◆ 課題 ◆
(a) ドラマの台詞を紹介した文章を二文で要約してください。
(b) ドラマの台詞を紹介した文章を、灰田の台詞の後から書き継いでください。

◆ 文書の一部 ◆
スペシャルだったら安いし購入。よかった。岡田脚本炸裂。
<印象的なセリフのピックアップ>
千明(語り)「さみしくない大人なんてない。大人になればなるほど傷つくことは多くなり、傷の治りは遅くなる。だから、痛みに鈍感にならないと生きていけないんだ。そして人はよりどころを探して生きる。例えば仕事。例えば恋。例えば家族。仕事をよりどころにして生きてきた私が、もし仕事を失ったとしたら、これから先、どう生きていったらいいのだろう」
○千明の家・居間
灰田「サスペンスっていうのはさ、必要なんだよ。世の中色々わからないことだらけなわけだよ。なっ。何が正しくて何が間違ってるのか、さっぱりわからない。真面目に生きててばかばかしいと思うこともある。世の中のルールを守ってんのに何か損してる気がする。どうも納得がいかない。映画や文学っていうのはさ、サスペンスと違ってさ、出てくる主人公が何かイカれてるおかしやなやつらだよ。そういうのがもてはやされる。それも納得がいかない。社会のルールをぶち壊すなんてそりゃあんた、口で言うのはカッコいいけど、自分とは何か関係ある気がしない。そもそもさ、今はその当たり前が分かんなくなってんだから、だから見たいのさ」

◆ 抜粋データ ◆
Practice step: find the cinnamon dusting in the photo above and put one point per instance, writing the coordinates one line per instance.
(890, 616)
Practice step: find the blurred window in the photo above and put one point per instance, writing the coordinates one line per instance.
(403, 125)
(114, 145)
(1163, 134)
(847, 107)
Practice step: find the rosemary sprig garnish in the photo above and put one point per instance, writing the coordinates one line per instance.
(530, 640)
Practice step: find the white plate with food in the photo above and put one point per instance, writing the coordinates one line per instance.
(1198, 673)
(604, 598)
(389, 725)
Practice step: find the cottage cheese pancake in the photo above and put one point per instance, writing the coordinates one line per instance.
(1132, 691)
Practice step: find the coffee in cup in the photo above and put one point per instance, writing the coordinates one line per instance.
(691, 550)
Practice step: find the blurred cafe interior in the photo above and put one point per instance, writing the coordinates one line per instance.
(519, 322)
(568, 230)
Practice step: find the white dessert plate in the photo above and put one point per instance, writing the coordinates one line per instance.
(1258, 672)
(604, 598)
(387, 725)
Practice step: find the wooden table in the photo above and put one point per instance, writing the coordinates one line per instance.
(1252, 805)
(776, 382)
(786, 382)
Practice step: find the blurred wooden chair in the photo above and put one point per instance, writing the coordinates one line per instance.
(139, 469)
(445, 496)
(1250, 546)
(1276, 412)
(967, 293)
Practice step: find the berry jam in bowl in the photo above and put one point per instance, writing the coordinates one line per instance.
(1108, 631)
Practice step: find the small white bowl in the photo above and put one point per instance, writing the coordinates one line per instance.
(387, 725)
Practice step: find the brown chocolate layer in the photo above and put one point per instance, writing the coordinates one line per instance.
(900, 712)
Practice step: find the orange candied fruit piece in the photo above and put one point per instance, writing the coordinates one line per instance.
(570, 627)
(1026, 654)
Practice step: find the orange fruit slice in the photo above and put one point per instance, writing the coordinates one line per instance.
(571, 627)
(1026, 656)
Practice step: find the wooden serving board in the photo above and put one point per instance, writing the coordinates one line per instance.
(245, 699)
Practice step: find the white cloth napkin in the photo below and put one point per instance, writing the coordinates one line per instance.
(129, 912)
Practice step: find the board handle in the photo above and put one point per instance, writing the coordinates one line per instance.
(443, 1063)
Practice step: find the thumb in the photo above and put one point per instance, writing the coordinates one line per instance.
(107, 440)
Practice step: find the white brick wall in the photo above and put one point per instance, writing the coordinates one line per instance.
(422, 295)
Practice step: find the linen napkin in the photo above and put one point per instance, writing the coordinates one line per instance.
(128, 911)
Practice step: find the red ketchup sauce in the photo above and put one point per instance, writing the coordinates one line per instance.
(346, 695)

◆ 解答 ◆
(a) 書き手はスペシャル版を安かったので購入し、岡田脚本が炸裂していてよかったと評価している。印象的な台詞として、大人のさみしさと生きるよりどころを語る千明のナレーションと、今は当たり前が分からなくなっているからサスペンスを見たいのだと語る灰田の台詞が挙げられている。

(b)
千明「確かに。サスペンスで描かれる世界ってひどくまっとうな世界ですよね。人を傷つけたり、だましたり、人の物をとったりしたらいけない。罪を犯せば必ず罰せられる。刑事や探偵という神様が見逃さない」
灰田「まあセックスに似てるな。ドラマ作りは。つまり俺たちは視聴者とセックスしてるわけだよ。わかる?」
万理子「申し訳ございません。皆目見当がつけません」
灰田「だってよ。あの手この手を駆使して、相手を喜ばせようとしてんでしょうわれわれは」
千明「確かにね、そうですね」
灰田「でもな、人によってそれぞれやり方が違うわけさ。例えばあの人な、あの人のドラマ作りは、まあわがままで一人よがりなセックスみたいなものだよ。どう私こういうのが好きなのよ。いいでしょいいでしょどうみたいな。なあ」
千明「いやいやいや」
灰田「そこ行くと俺なんかはさ。もう相手のためにひたすらサービスよ。もう滅私奉公して、どうですか? いかがですか? そういう感じよ。はははっ」
○居酒屋
千明「でもまああんまり、いい言葉じゃないですよね痛いなんてね。私、痛くありませんからなんて言うと、余計痛いみたいですよね。痛いのループですよねまるでねふふふっ」
和平「確かにね」
千明「ね」
和平「私たち色々と痛いと思われてるんでしょうね」
千明「満身創痍ですよ」
千明「あなたと話してるのと何て言うの女同士? てゆうかおばさん同士みたいなんだけどハハハ」
和平「いや私はあのおじさん同士で話してる感じですよ」
千明「え~おじさん同士?」
和平「だってそろそろひげ生えてきますよ」
千明「ひげ!? え? もうそんな時間?」
和平・千明「ハハハッ」
○家への帰り道(夜)
千明「でもね、しょうがないんですよ。私たちずっと、自分が思っているよりたいしたものじゃないんですよ」
○千明の家・居間(夜)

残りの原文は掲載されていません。